Action item:
With the pictures omitted, transcribe each line below exactly as it is.

Material to process:
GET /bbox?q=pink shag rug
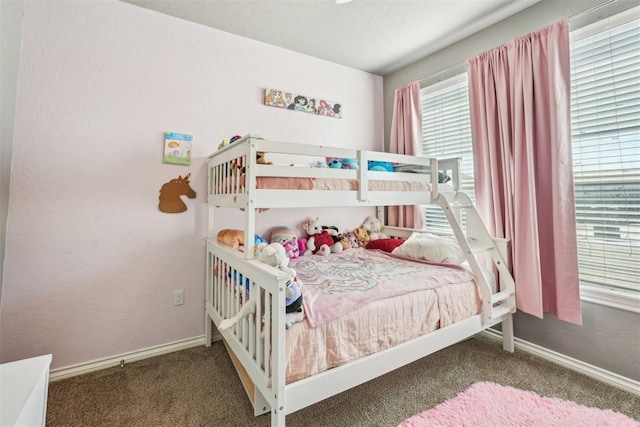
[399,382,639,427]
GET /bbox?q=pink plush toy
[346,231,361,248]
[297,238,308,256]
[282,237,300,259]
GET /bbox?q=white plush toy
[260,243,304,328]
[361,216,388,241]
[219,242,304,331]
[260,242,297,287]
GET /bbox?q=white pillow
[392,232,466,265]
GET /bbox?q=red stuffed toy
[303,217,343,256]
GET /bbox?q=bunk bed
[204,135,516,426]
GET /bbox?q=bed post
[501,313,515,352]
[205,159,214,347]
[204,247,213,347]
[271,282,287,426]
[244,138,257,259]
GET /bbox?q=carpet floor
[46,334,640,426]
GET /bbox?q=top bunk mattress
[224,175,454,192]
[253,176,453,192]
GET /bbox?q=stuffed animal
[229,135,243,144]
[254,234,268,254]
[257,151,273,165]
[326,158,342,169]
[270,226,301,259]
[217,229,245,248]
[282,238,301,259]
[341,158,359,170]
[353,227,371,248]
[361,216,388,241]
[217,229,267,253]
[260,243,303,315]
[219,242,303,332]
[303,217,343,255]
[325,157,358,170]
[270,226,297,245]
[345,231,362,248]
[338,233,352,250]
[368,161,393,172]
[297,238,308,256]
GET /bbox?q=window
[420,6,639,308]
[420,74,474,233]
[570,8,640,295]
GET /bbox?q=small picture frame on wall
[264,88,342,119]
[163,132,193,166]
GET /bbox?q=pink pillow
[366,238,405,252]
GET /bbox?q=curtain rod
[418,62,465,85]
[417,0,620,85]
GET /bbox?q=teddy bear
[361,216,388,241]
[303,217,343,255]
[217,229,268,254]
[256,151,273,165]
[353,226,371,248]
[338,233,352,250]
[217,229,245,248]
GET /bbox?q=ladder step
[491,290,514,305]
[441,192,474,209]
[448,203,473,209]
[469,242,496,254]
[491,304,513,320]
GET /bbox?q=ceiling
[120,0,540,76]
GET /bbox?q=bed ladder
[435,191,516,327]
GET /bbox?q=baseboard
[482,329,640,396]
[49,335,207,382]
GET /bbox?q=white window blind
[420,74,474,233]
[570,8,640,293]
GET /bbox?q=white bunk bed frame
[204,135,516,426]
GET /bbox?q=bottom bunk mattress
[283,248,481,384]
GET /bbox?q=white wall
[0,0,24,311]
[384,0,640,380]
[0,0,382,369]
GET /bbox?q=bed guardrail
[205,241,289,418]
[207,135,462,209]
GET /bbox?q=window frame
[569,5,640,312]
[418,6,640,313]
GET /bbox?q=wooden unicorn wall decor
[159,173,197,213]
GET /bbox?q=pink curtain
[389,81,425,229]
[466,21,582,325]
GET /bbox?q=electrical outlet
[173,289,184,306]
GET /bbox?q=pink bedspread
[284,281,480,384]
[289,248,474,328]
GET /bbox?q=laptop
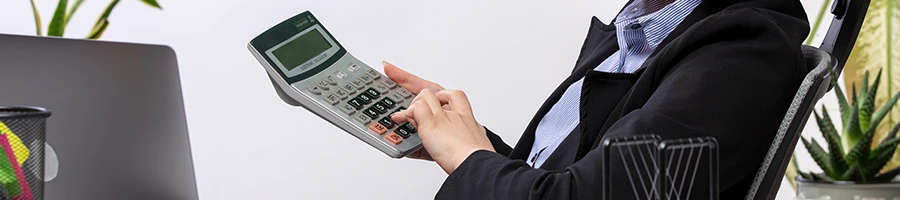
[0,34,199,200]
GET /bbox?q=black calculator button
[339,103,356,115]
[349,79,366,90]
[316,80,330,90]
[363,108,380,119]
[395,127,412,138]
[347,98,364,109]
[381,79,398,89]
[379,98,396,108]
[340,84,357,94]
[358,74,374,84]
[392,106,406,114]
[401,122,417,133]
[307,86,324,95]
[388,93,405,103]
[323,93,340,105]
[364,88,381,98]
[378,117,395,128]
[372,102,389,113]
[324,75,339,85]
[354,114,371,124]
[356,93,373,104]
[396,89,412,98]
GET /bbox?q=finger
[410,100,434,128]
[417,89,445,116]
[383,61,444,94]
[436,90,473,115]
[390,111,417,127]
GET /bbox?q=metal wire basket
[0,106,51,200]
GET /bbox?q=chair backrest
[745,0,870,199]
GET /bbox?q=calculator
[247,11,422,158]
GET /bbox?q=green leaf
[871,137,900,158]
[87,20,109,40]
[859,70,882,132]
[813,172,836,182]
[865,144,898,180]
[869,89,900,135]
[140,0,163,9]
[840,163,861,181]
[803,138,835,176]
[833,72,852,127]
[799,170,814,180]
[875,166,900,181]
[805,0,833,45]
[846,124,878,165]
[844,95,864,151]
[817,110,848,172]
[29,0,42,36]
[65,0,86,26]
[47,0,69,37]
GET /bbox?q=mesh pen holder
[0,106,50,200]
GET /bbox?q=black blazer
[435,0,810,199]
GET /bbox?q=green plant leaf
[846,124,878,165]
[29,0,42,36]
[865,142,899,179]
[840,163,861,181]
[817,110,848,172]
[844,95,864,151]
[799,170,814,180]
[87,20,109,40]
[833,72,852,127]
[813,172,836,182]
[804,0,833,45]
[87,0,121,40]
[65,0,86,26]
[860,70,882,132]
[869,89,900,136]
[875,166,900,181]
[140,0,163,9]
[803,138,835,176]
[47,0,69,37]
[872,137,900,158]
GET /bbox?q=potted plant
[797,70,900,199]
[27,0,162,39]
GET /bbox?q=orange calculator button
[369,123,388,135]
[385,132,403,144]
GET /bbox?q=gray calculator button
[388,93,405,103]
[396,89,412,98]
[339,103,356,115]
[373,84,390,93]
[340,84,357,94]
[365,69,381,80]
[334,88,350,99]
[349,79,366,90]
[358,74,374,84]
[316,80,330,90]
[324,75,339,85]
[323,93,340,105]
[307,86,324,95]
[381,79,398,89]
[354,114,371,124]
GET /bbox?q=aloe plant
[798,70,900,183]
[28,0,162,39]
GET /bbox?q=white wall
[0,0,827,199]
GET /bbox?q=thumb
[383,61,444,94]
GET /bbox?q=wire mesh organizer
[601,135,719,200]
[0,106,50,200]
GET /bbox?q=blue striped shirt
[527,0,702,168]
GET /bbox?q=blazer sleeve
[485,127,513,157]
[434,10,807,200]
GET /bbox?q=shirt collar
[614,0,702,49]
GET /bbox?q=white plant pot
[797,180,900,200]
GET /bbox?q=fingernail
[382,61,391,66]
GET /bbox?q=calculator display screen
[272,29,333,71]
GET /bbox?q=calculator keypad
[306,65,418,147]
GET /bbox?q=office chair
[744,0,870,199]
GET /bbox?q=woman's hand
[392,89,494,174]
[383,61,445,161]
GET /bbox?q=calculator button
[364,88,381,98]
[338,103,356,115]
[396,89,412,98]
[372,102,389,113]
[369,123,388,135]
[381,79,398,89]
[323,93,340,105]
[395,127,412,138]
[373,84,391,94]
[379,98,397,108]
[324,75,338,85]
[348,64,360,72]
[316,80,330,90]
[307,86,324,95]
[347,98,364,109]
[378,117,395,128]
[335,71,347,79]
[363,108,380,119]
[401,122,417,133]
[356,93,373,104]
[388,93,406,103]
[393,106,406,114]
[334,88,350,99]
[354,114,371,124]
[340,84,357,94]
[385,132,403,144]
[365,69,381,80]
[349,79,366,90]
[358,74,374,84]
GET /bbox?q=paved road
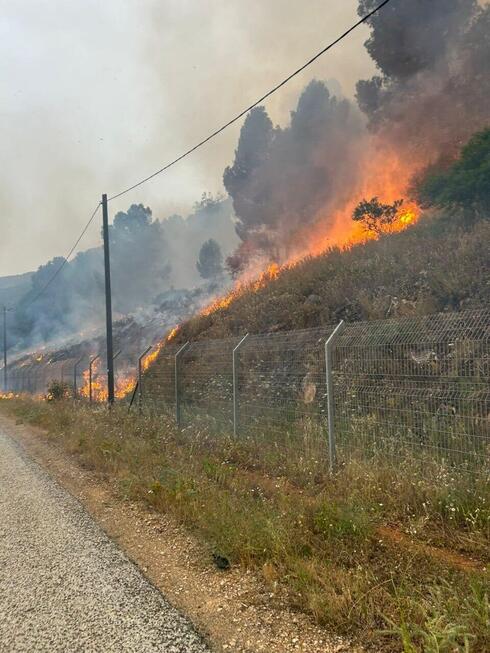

Exercise response:
GET /bbox?q=pink shag rug
[399,382,639,427]
GET /bbox?q=pink plush toy
[346,231,361,248]
[297,238,308,256]
[282,237,300,259]
GET /bbox?q=white plush toy
[260,243,304,328]
[361,216,388,241]
[219,242,304,331]
[260,242,297,287]
GET /bbox?q=white pillow
[392,232,466,265]
GET /bbox?q=red stuffed toy
[303,217,343,256]
GET /bbox?q=bunk bed
[204,135,516,426]
GET /bbox?q=bed post
[501,313,515,352]
[205,159,214,347]
[204,247,213,347]
[271,282,287,426]
[244,138,257,259]
GET /bbox?q=carpet floor
[46,334,640,426]
GET /bbox?q=top bunk mattress
[224,175,454,192]
[253,176,453,192]
GET /bbox?q=stuffed animal
[229,135,243,144]
[254,234,268,254]
[257,151,273,165]
[326,158,342,169]
[270,226,301,259]
[217,229,245,248]
[282,238,301,259]
[341,158,359,170]
[353,227,371,248]
[361,216,388,241]
[217,229,267,253]
[260,243,303,315]
[219,242,303,332]
[303,217,343,255]
[325,157,358,170]
[270,226,297,245]
[345,231,362,248]
[338,233,352,250]
[368,161,393,172]
[297,238,308,256]
GET /bbox?q=window
[420,6,639,308]
[420,74,474,233]
[570,8,640,295]
GET /bbox?q=small picture frame on wall
[264,88,342,119]
[163,132,193,166]
GET /bbox?q=pink pillow
[366,238,405,252]
GET /bbox?q=curtain rod
[418,62,465,85]
[417,0,620,85]
GET /bbox?q=teddy bear
[361,216,388,241]
[303,217,343,255]
[217,229,268,254]
[256,151,273,165]
[353,226,371,248]
[338,233,352,250]
[217,229,245,248]
GET /bbox?q=ladder step
[491,290,514,305]
[441,192,474,209]
[448,203,473,209]
[469,242,496,254]
[491,304,513,320]
GET /bbox?q=ceiling
[120,0,540,76]
GET /bbox?q=bed ladder
[435,191,516,327]
GET /bbox?q=baseboard
[482,329,640,396]
[49,335,207,382]
GET /bbox?q=white window blind
[420,74,474,233]
[570,8,640,293]
GET /bbox?q=white bunk bed frame
[204,135,516,426]
GET /bbox?q=bottom bunk mattress
[283,248,481,384]
GET /bbox?q=white wall
[0,0,24,311]
[384,0,640,380]
[0,0,382,369]
GET /bbox?q=bed guardrail
[205,241,289,418]
[207,135,462,209]
GET /bbox?q=window frame
[569,5,640,312]
[418,6,640,313]
GET /bbox?q=wooden unicorn wall decor
[159,173,197,213]
GET /bbox?q=pink curtain
[389,81,425,229]
[466,21,582,325]
GET /bbox?q=electrical outlet
[173,289,184,306]
GET /bbox?q=pink bedspread
[284,281,480,384]
[289,248,474,328]
GET /bbox?q=laptop
[0,34,199,200]
GET /bbox?q=black calculator button
[339,103,356,115]
[349,79,366,90]
[316,80,330,90]
[363,108,380,119]
[395,127,412,138]
[347,98,364,109]
[381,79,398,89]
[379,98,396,108]
[340,84,357,94]
[358,74,374,84]
[392,106,406,114]
[401,122,417,133]
[307,86,324,95]
[388,93,405,103]
[323,93,340,105]
[364,88,381,98]
[378,117,395,128]
[372,102,389,113]
[324,75,339,85]
[354,114,371,124]
[356,93,373,104]
[396,89,412,98]
GET /bbox?q=finger
[410,100,434,128]
[417,89,445,116]
[383,61,444,94]
[436,90,473,115]
[390,111,417,127]
GET /bbox?q=metal wire basket
[0,106,51,200]
GET /bbox?q=chair backrest
[745,0,870,199]
GET /bbox?q=calculator
[247,11,422,158]
GET /bbox?q=green leaf
[871,137,900,158]
[87,20,109,40]
[859,70,882,132]
[813,172,836,182]
[865,144,898,180]
[869,89,900,135]
[140,0,163,9]
[840,163,861,181]
[803,138,835,176]
[833,72,852,127]
[799,170,814,180]
[875,166,900,181]
[805,0,833,45]
[846,124,878,165]
[844,95,864,151]
[817,110,848,172]
[29,0,42,36]
[65,0,86,26]
[47,0,69,37]
GET /bbox?q=mesh pen holder
[0,106,50,200]
GET /bbox?q=black blazer
[435,0,810,199]
GET /bbox?q=green plant leaf
[846,124,878,165]
[29,0,42,36]
[865,142,899,179]
[840,163,861,181]
[817,110,848,172]
[844,95,864,151]
[799,170,814,180]
[87,20,109,40]
[833,72,852,127]
[813,172,836,182]
[804,0,833,45]
[87,0,121,40]
[65,0,86,26]
[860,70,882,132]
[869,89,900,136]
[875,166,900,181]
[140,0,163,9]
[803,138,835,176]
[47,0,69,37]
[872,137,900,158]
GET /bbox?q=potted plant
[797,70,900,199]
[27,0,162,39]
GET /bbox?q=orange calculator button
[369,123,388,135]
[385,132,403,144]
GET /bbox?q=gray calculator button
[388,93,405,103]
[396,89,412,98]
[339,103,356,115]
[373,84,390,93]
[340,84,357,94]
[365,69,381,80]
[334,88,350,99]
[349,79,366,90]
[358,74,374,84]
[316,80,330,90]
[324,75,339,85]
[323,93,340,105]
[307,86,324,95]
[381,79,398,89]
[354,114,371,124]
GET /bbox?q=aloe plant
[798,70,900,183]
[28,0,162,39]
GET /bbox?q=white wall
[0,0,827,199]
GET /bbox?q=thumb
[383,61,444,94]
GET /bbox?q=wire mesh organizer
[601,135,719,200]
[0,106,50,200]
GET /bbox?q=blue striped shirt
[527,0,702,168]
GET /bbox?q=blazer sleeve
[485,127,513,157]
[434,10,807,200]
GET /bbox?q=shirt collar
[614,0,702,49]
GET /bbox?q=white plant pot
[797,180,900,200]
GET /bbox?q=fingernail
[382,61,391,66]
GET /bbox?q=calculator display screen
[272,29,333,71]
GET /bbox?q=calculator keypad
[306,65,418,147]
GET /bbox?q=office chair
[744,0,870,199]
GET /bbox?q=woman's hand
[392,89,494,174]
[383,61,445,161]
GET /bbox?q=calculator button
[364,88,381,98]
[338,103,356,115]
[396,89,412,98]
[372,102,389,113]
[369,123,388,135]
[381,79,398,89]
[323,93,340,105]
[395,127,412,138]
[373,84,391,94]
[379,98,397,108]
[324,75,338,85]
[348,64,360,72]
[316,80,330,90]
[307,86,324,95]
[347,98,364,109]
[378,117,395,128]
[335,71,347,79]
[363,108,380,119]
[401,122,417,133]
[356,93,373,104]
[388,93,406,103]
[393,106,406,114]
[334,88,350,99]
[354,114,371,124]
[340,84,357,94]
[385,132,403,144]
[365,69,381,80]
[349,79,366,90]
[358,74,374,84]
GET /bbox?q=paved road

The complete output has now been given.